Begin RECORDED INFORMATION

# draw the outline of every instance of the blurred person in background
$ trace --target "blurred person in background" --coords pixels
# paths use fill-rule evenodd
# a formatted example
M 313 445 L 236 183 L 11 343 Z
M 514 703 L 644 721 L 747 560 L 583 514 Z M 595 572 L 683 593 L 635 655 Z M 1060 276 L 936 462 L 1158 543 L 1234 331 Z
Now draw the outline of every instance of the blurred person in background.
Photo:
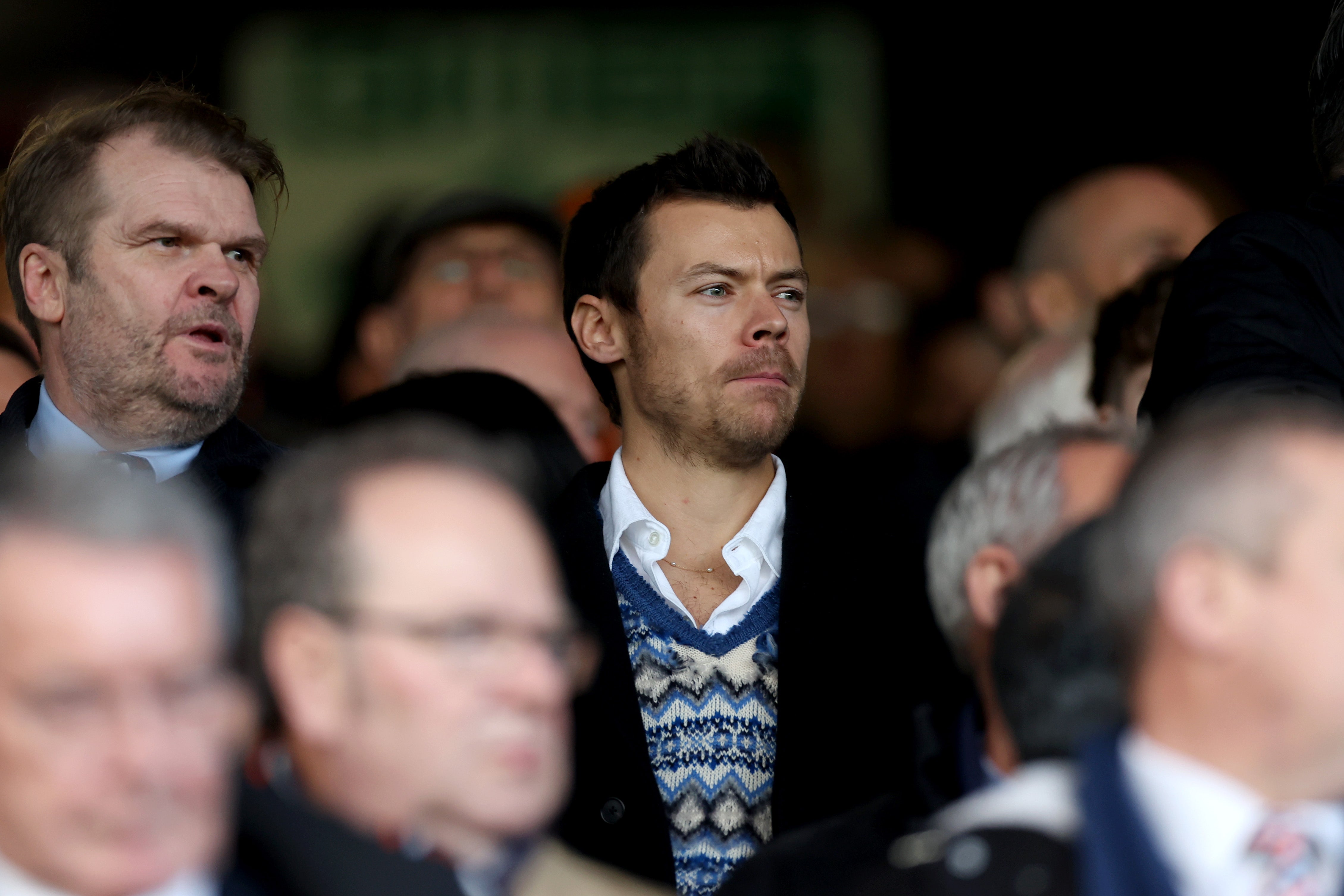
M 1103 424 L 1138 426 L 1138 402 L 1153 369 L 1153 349 L 1176 267 L 1161 267 L 1101 309 L 1093 336 L 1087 395 Z
M 472 313 L 411 343 L 392 369 L 391 384 L 453 371 L 491 371 L 517 380 L 550 404 L 585 461 L 612 459 L 620 430 L 574 343 L 554 326 L 493 310 Z
M 9 396 L 36 376 L 39 367 L 38 355 L 23 330 L 0 324 L 0 403 L 8 404 Z
M 1125 442 L 1105 430 L 1059 426 L 977 461 L 938 505 L 929 537 L 929 599 L 978 696 L 957 732 L 965 793 L 1017 766 L 993 677 L 1004 590 L 1060 533 L 1103 512 L 1132 462 Z
M 991 872 L 1035 834 L 1032 880 L 1086 893 L 1340 892 L 1341 525 L 1337 408 L 1243 398 L 1157 430 L 1089 548 L 1128 727 L 970 797 L 973 826 L 949 814 L 909 864 L 1005 893 Z
M 35 120 L 4 176 L 5 271 L 42 348 L 0 439 L 196 480 L 241 528 L 278 447 L 234 411 L 280 160 L 195 94 L 146 86 Z
M 1013 278 L 1039 336 L 980 410 L 976 457 L 1050 423 L 1095 419 L 1087 384 L 1098 309 L 1153 267 L 1185 258 L 1216 223 L 1200 193 L 1150 167 L 1103 168 L 1046 199 L 1027 223 Z
M 1242 388 L 1344 400 L 1344 4 L 1308 87 L 1328 183 L 1297 208 L 1232 218 L 1181 267 L 1141 406 L 1154 420 Z
M 542 208 L 458 192 L 370 240 L 333 349 L 344 402 L 383 388 L 411 343 L 473 309 L 560 328 L 560 227 Z
M 402 420 L 327 437 L 267 484 L 249 653 L 278 736 L 243 790 L 241 879 L 274 895 L 661 892 L 546 834 L 595 658 L 515 467 Z
M 773 833 L 909 775 L 903 664 L 922 633 L 866 600 L 848 578 L 862 563 L 817 551 L 837 521 L 796 512 L 808 472 L 786 478 L 771 454 L 802 391 L 808 274 L 759 153 L 704 137 L 605 184 L 570 224 L 564 277 L 622 446 L 552 516 L 570 594 L 603 645 L 575 704 L 559 832 L 712 893 Z M 853 649 L 857 627 L 883 650 Z M 879 666 L 898 684 L 872 719 Z M 866 736 L 845 736 L 857 719 Z
M 1004 595 L 993 686 L 1021 759 L 1011 786 L 976 791 L 914 833 L 888 798 L 781 837 L 723 896 L 1073 893 L 1073 857 L 1060 842 L 1075 823 L 1067 760 L 1116 724 L 1125 703 L 1111 627 L 1085 586 L 1097 525 L 1062 537 Z
M 196 496 L 16 457 L 0 484 L 0 893 L 224 896 L 249 701 Z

End RECORDED INFORMATION

Starting with the first line of the material and going on through the line with "M 402 420 L", write every line out again, requests included, offsetting each coordinate in the answer outlines by adding 82, and leave the picture out.

# draw the outline of every instance of the blurred person in background
$ trace --target "blurred person in background" --coords pixels
# paths use fill-rule evenodd
# a formatted example
M 313 445 L 236 183 L 11 343 Z
M 514 703 L 644 721 L 747 560 L 583 514 Z M 595 572 L 683 593 L 635 655 Z M 1060 276 L 936 462 L 1158 543 L 1234 331 Z
Now draw the outline of every instance of the blurred person in background.
Photo:
M 1185 506 L 1220 508 L 1220 484 L 1235 451 L 1235 431 L 1258 349 L 1243 349 L 1183 391 L 1175 418 L 1169 477 Z
M 554 395 L 493 425 L 474 451 L 473 466 L 535 453 L 573 453 L 599 462 L 632 486 L 667 543 L 694 541 L 702 512 L 656 425 L 636 408 L 575 392 Z
M 91 478 L 118 458 L 121 449 L 120 437 L 105 412 L 82 406 L 82 485 L 90 486 Z
M 1207 524 L 1187 512 L 1141 508 L 1059 543 L 1020 587 L 1011 619 L 1011 681 L 1060 778 L 1039 814 L 1047 875 L 1099 848 L 1075 759 L 1086 672 L 1142 615 L 1185 594 L 1214 544 Z
M 1073 954 L 1117 916 L 1114 962 L 1168 975 L 1422 974 L 1423 607 L 1419 490 L 1325 480 L 1239 512 L 1171 630 L 1210 809 L 1052 879 L 1055 908 L 1031 896 L 991 946 L 1087 975 Z
M 117 202 L 86 258 L 87 353 L 124 430 L 82 521 L 278 562 L 323 610 L 360 529 L 316 493 L 362 242 L 277 176 L 228 168 Z
M 1095 360 L 1121 418 L 1062 492 L 1058 539 L 1132 505 L 1177 501 L 1169 466 L 1180 391 L 1235 349 L 1267 340 L 1298 305 L 1282 275 L 1232 249 L 1185 250 L 1128 281 L 1109 305 Z
M 1324 470 L 1426 482 L 1426 86 L 1390 169 L 1410 265 L 1379 290 L 1314 300 L 1263 349 L 1223 488 L 1236 502 Z
M 624 290 L 540 274 L 452 322 L 415 431 L 426 484 L 465 470 L 493 425 L 555 391 L 642 410 L 642 309 Z
M 484 502 L 409 519 L 349 566 L 331 735 L 360 818 L 325 872 L 323 961 L 356 977 L 743 974 L 628 916 L 677 740 L 597 549 Z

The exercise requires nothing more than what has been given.